## Required tasks
1. In the scandium exploration text below, why does the system seem to remain open in one direction, and what does "open" mean there? Answer in one to three sentences.
2. According to the scandium exploration text below, what factor is used to convert elemental scandium to scandium oxide?
----- Page text
The fact that the highest grades appear at the farthest extent of current drilling also suggests the system remains open in that direction — a term miners use to indicate that mineralisation has not been pinned down at its edges, meaning more may lie beyond.
Glossary of Key Terms
| Term | Definition |
|---|---|
| Sc₂O₃ (Scandium Oxide) | The oxidised form of scandium, the standard measurement unit for scandium resources. Converted from elemental Sc using a factor of 1.5883. |
| ppm (Parts Per Million) | A measure of grade concentration. 100 ppm Sc₂O₃ means 100 grams of scandium oxide per tonne of rock. |
| JORC 2012 | The Australasian Code for Reporting of Exploration Results, Mineral Resources and Ore Reserves. The industry standard for resource reporting in Australia. |
| Inferred Resource | The lowest confidence category of JORC resource classification, based on limited data. Subject to upgrade as more information is gathered. |
| Strike Extension | The horizontal continuation of a mineralised zone beyond current drilling limits, indicating untested ground along the same geological trend. |
| AC Drilling (Aircore) | A lightweight drilling method using a blade bit, suited to shallow regolith-hosted mineralisation. Cost-effective for resource definition work. |
| Regolith | Weathered rock and soil material at the surface. Scandium at Grass Patch is hosted within the regolith profile, making it near-surface and accessible. |
| TREO / HREO | Total Rare Earth Oxide / Heavy Rare Earth Oxide — collective measures of rare earth content, with HREO referring to the more commercially valuable heavy rare earths. |
| MRE | Mineral Resource Estimate — a JORC-compliant estimate of the quantity and grade of mineralisation in the ground. |
Scandium Supply: The Context Behind the Results
Scandium is classified as a critical mineral by Australia, the United States, and the European Union. Global annual production is measured in only tens of tonnes of oxide equivalent, with no meaningful supply outside China, Russia, and limited byproduct sources.
----------
----- Data records
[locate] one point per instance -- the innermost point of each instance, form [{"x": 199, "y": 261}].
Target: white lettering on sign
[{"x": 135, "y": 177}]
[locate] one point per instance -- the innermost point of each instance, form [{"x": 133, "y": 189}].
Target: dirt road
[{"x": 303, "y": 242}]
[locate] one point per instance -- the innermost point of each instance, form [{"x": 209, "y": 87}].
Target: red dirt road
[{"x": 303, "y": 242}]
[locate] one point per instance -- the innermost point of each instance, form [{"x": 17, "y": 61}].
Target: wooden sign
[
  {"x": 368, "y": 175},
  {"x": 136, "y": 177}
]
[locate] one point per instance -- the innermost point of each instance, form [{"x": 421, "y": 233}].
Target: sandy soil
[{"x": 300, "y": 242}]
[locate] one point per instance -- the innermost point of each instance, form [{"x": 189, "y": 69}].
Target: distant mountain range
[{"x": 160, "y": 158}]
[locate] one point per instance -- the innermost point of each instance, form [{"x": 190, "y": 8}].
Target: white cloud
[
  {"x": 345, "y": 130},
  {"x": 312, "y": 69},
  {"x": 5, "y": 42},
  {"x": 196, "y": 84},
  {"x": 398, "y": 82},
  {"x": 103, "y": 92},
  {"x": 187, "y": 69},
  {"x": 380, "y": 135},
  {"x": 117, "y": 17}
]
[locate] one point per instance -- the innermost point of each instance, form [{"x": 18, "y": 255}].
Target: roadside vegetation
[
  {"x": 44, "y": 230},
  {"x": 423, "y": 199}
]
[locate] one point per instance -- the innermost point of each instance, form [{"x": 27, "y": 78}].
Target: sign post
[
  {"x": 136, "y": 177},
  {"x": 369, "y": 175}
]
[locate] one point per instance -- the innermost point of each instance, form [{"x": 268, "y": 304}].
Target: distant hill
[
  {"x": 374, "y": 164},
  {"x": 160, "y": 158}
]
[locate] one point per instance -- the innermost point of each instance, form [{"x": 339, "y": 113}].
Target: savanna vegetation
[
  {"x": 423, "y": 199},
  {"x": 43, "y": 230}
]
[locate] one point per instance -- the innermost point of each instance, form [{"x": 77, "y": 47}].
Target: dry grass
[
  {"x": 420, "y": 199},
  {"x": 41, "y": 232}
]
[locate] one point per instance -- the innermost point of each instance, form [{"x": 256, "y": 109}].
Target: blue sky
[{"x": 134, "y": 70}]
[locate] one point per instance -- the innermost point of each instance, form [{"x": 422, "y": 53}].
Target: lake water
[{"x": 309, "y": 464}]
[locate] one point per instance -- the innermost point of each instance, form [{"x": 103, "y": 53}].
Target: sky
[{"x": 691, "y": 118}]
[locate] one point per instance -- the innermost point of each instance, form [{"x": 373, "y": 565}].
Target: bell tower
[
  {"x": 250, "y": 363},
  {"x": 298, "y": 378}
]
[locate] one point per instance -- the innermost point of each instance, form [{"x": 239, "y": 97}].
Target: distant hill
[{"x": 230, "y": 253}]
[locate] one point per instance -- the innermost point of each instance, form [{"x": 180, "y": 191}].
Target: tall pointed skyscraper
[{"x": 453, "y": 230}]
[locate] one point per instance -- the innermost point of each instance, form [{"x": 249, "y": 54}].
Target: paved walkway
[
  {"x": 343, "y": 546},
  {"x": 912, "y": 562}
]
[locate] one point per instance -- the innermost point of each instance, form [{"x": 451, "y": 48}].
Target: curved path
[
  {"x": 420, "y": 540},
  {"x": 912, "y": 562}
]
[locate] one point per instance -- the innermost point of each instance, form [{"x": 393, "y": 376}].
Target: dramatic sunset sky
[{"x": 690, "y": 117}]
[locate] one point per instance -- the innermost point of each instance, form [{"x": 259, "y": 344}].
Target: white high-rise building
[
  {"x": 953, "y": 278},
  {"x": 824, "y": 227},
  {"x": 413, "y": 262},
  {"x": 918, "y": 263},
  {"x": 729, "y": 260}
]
----------
## Results of the exercise
1. The system seems to remain open because the highest grades appear at the farthest extent of current drilling. Miners use "open" to mean that the mineralization has not been pinned down at its edges, so more may lie beyond.

2. A factor of 1.5883.